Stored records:
━━━━━━━━━━━━━━━━

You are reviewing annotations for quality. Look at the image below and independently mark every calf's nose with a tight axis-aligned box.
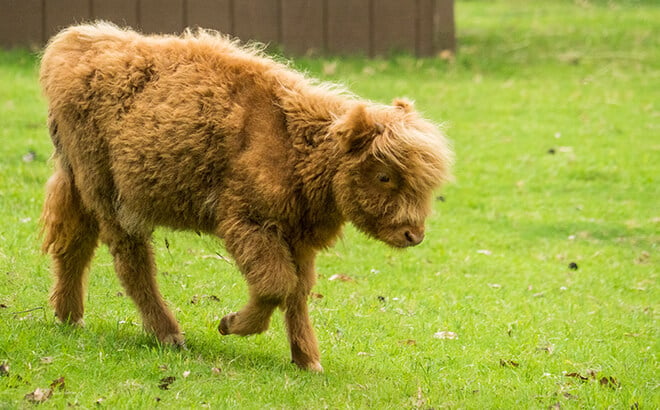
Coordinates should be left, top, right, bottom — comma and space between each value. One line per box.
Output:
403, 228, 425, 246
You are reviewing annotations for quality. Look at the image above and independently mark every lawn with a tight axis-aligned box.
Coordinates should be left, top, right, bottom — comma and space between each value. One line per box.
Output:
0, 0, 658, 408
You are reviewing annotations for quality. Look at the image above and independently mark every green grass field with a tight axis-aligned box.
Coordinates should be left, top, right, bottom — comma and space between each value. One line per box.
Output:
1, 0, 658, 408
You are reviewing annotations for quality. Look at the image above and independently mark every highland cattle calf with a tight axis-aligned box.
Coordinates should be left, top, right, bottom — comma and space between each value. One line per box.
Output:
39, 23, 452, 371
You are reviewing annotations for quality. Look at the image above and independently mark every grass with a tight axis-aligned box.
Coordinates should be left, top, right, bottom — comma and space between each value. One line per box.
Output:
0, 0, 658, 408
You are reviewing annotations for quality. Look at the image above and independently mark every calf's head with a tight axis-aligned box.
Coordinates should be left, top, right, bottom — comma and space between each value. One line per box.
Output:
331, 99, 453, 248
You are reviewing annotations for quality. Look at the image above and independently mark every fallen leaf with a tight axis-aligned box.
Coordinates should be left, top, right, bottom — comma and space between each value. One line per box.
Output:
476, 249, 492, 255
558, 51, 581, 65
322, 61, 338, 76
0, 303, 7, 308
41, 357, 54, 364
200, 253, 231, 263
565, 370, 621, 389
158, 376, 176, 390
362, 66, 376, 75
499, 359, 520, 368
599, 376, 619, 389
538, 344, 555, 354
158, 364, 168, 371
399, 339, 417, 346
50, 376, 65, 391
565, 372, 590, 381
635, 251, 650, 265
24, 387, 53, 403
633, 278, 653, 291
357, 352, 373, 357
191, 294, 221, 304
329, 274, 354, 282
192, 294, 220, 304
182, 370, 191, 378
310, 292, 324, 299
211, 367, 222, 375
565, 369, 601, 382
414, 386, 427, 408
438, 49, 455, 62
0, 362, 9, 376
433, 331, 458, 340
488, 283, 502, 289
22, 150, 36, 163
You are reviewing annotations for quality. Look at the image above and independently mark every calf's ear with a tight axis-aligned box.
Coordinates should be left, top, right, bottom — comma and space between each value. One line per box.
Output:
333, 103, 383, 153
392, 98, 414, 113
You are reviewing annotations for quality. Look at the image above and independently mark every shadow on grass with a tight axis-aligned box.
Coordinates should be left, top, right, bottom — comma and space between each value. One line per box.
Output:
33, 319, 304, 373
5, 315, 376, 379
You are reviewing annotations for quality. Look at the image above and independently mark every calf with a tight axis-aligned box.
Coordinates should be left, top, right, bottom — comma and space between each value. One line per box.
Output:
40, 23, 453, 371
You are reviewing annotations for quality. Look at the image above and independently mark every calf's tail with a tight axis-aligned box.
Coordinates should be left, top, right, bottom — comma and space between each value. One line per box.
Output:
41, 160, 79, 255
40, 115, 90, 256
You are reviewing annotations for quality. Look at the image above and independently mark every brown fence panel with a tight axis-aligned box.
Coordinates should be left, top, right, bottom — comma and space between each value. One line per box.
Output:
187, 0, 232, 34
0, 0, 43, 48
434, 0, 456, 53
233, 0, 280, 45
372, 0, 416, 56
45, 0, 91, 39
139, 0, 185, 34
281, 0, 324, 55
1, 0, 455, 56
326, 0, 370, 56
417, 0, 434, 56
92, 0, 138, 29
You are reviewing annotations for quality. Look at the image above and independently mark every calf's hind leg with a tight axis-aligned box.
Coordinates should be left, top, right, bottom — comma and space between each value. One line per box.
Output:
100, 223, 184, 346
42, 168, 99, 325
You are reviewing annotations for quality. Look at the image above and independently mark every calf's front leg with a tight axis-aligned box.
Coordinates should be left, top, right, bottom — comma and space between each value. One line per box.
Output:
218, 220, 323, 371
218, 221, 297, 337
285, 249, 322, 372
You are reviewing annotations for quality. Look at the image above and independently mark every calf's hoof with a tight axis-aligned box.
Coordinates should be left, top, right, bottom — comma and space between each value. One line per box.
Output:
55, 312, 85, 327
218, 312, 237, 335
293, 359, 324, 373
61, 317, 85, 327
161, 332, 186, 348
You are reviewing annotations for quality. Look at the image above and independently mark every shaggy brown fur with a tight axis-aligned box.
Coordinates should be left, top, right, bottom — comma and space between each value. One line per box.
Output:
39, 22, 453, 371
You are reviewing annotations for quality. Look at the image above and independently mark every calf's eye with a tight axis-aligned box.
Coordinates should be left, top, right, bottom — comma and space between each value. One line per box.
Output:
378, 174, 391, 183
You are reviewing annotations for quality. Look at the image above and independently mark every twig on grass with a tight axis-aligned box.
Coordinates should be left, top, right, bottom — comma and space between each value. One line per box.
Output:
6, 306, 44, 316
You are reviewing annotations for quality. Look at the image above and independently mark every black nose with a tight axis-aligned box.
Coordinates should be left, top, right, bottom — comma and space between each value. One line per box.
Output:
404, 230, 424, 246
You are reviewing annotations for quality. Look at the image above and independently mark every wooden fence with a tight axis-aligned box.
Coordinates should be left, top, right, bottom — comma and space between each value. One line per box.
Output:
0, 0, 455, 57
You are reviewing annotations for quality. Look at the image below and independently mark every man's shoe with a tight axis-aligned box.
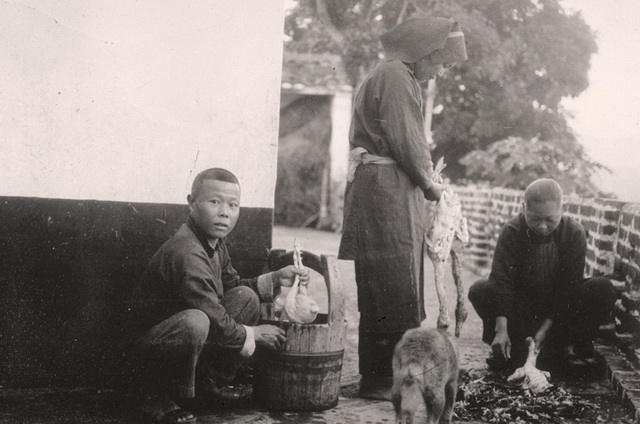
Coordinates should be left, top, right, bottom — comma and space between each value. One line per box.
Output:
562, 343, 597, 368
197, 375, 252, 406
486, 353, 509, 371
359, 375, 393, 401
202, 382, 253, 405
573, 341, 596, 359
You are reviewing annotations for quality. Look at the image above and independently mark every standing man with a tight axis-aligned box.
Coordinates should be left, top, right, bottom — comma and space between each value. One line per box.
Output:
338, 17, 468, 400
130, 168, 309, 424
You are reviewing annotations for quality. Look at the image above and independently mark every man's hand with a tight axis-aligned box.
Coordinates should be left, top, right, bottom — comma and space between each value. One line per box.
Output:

━━━━━━━━━━━━━━━━

### Aim of the task:
Where does the word "below" occur in the records? Return every line that holds it.

### Worked solution:
You are reviewing annotations for quality. Look at the image below and independently mark every calf's nose with a tight axis-aligned box.
You are reviewing annotations for quality. Look at the image below and independently mark every man's shoe with a tight axis-aligned box.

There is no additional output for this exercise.